→ **Objective**: Reproduce each of the records that follow verbatim, line by line, without any alteration.

>> BEGIN

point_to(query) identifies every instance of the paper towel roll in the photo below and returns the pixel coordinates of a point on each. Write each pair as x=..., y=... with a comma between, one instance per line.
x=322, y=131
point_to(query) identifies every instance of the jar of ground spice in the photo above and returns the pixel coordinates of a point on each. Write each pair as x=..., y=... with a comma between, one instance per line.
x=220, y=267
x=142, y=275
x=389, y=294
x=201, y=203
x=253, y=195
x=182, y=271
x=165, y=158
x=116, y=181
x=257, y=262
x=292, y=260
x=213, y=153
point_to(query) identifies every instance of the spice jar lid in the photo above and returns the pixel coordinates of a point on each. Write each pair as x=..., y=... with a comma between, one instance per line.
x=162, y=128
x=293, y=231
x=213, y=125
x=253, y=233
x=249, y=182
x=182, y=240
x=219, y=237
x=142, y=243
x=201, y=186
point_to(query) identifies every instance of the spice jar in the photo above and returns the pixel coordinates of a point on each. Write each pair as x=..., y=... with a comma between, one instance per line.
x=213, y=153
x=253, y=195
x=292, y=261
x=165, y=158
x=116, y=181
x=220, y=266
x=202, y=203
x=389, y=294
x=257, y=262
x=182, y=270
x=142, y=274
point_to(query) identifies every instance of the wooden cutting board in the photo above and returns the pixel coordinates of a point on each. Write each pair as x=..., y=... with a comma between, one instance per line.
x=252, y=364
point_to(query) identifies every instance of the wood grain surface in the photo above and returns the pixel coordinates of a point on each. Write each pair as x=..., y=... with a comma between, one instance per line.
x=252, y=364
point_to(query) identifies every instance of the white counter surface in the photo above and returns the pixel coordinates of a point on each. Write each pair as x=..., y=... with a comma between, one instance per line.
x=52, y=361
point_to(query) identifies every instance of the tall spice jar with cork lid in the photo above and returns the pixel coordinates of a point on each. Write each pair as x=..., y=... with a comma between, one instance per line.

>> END

→ **The result**:
point_to(query) identifies every instance of the paper towel roll in the photo below and returns the pixel coordinates of a point on each. Write each pair as x=..., y=... with a comma between, one instance per line.
x=322, y=131
point_to(query) identifies every instance of the jar of ground spice in the photo above and returns the pixel coordinates of a point on each. Write each pair as x=..., y=... with a comma between, one instance per line.
x=220, y=267
x=142, y=275
x=389, y=294
x=201, y=203
x=253, y=195
x=182, y=271
x=165, y=158
x=116, y=181
x=257, y=262
x=292, y=260
x=213, y=153
point_to(query) identifies every instance of the spice jar lid in the photo above and returns the pixel coordinates of a point on each. Write each pair as x=..., y=... with a comma between, one instance per line.
x=162, y=128
x=293, y=231
x=213, y=125
x=253, y=233
x=249, y=182
x=182, y=240
x=219, y=237
x=142, y=243
x=201, y=186
point_to(query) identifies every instance of the spice jar in the photo above and returns the pixel coordinates of a point on each. Write each pair as x=..., y=... with a comma between, one instance per line.
x=213, y=153
x=253, y=195
x=292, y=261
x=165, y=158
x=116, y=181
x=220, y=266
x=202, y=203
x=389, y=294
x=257, y=262
x=182, y=270
x=142, y=274
point_to(query) identifies every instance of the wooden cutting board in the photo above and returns the pixel coordinates of a point on each. Write each pair as x=..., y=... with a comma between, one instance per line.
x=252, y=364
point_to(query) identifies every instance of the wood grain surface in the photo above and returns the pixel coordinates of a point on each. Write each pair as x=..., y=... with a comma between, one instance per line.
x=252, y=364
point_to(query) identifies every instance of the white counter surface in the photo above and returns the pixel coordinates of a point on each. Write each pair as x=..., y=... with a comma between, one instance per line.
x=52, y=361
point_to(query) identifies every instance of the tall spice jar with cork lid in the photo above and returns the pixel coordinates of a point on each. Write each pair as x=..., y=... with a comma between, one instance per line.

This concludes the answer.